---------- Source data
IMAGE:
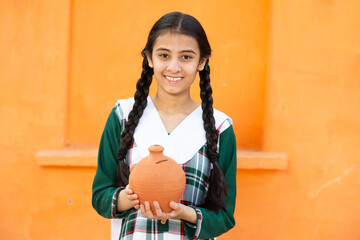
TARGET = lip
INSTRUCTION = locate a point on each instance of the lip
(173, 79)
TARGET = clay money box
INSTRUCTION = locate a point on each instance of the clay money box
(158, 178)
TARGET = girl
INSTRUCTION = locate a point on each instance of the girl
(198, 138)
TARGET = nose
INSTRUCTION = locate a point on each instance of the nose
(174, 66)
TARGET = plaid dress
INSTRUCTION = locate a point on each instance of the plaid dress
(197, 170)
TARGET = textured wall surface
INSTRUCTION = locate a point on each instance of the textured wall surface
(287, 72)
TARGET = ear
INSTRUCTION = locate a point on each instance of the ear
(202, 64)
(150, 61)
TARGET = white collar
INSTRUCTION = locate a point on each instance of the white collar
(183, 142)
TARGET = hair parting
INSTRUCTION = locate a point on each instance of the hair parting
(184, 24)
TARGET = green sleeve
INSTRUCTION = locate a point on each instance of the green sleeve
(105, 189)
(212, 224)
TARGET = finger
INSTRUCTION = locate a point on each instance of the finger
(132, 197)
(173, 205)
(158, 210)
(148, 210)
(128, 190)
(142, 209)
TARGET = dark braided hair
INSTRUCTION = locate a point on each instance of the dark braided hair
(184, 24)
(217, 191)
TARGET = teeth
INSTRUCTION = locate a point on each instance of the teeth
(173, 79)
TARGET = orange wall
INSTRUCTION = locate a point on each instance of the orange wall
(286, 72)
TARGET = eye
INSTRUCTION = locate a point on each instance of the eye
(187, 57)
(163, 55)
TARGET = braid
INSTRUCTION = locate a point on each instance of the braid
(140, 97)
(217, 192)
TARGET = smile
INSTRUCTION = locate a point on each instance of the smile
(173, 79)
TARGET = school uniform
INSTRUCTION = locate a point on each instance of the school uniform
(186, 144)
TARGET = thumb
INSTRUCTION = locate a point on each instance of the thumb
(131, 167)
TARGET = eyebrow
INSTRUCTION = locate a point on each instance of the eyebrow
(183, 51)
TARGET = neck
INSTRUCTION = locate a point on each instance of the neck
(172, 104)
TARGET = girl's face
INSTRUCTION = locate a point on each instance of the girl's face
(176, 61)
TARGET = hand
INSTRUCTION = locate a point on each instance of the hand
(178, 210)
(145, 210)
(132, 197)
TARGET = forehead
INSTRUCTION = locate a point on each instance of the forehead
(176, 42)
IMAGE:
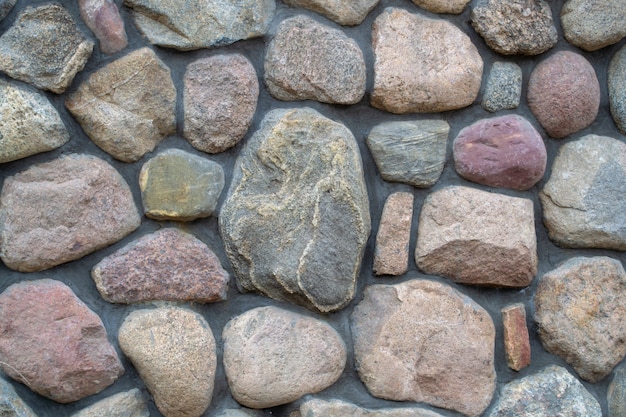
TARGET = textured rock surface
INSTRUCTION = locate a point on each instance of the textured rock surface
--------------------
• _Task objective_
Could you scale the items from the line with "TARGET = white collar" up to and including the final line of the items, copying every line and multiplying each point coordinate by 0.5, rounded to whole numbers with halves going up? Leave the pictures out of your answer.

• _Reply to the exercise_
TARGET = white collar
INSTRUCTION = locate a point on each instance of the white collar
(92, 71)
TARGET = hair parting
INSTRUCTION = locate a point on each instance of the hair parting
(92, 12)
TARGET = green sleeve
INSTRUCTION = locate a point on each instance of the green sleeve
(53, 95)
(106, 112)
TARGET = finger
INSTRUCTION = locate a point on each instance of the finger
(66, 99)
(87, 103)
(79, 105)
(74, 105)
(64, 95)
(71, 105)
TARGET = dark braided hair
INSTRUCTION = locate a point on each instance of the dark braided hair
(92, 12)
(109, 96)
TARGET = teeth
INSTRUCTION = locate a point on each instance of the teeth
(87, 40)
TARGET = orange wall
INSTRUCTION = locate a point on each instance of the orange wall
(143, 36)
TARGET = eye
INSTRUCTION = locate a point on each instance of the eye
(94, 29)
(82, 28)
TARGET = braid
INSTRUCTION = locate a point on each instance of the braid
(70, 49)
(109, 96)
TARGET = smile
INSTRUCTION = locate a point on each instance of the smile
(87, 40)
TARGET = school uniform
INSTRUCTION = locate a point on each instance of the school uniform
(93, 72)
TARGET = thumb
INSTRUCTION = locate a point on each instance of the thumb
(66, 84)
TARGET = eyebrow
INSTRUCTION = locate a point on each instance of the eyebrow
(92, 26)
TARGET = neck
INSTRUCTION = locate a point on each instance of the neck
(86, 52)
TARGET = girl's face
INSTRUCTION = locate a point on each instance of the girl's face
(88, 31)
TARGET = hand
INSTRUCTION = locate a point on each instance of the hand
(89, 105)
(73, 105)
(66, 99)
TARGET = forehead
INSTRUCTION = locate a point on each instance of the forehead
(88, 21)
IMAGE:
TARGET = textured rock surface
INSTRUCTION = locate a point on each instance of the textured rock surface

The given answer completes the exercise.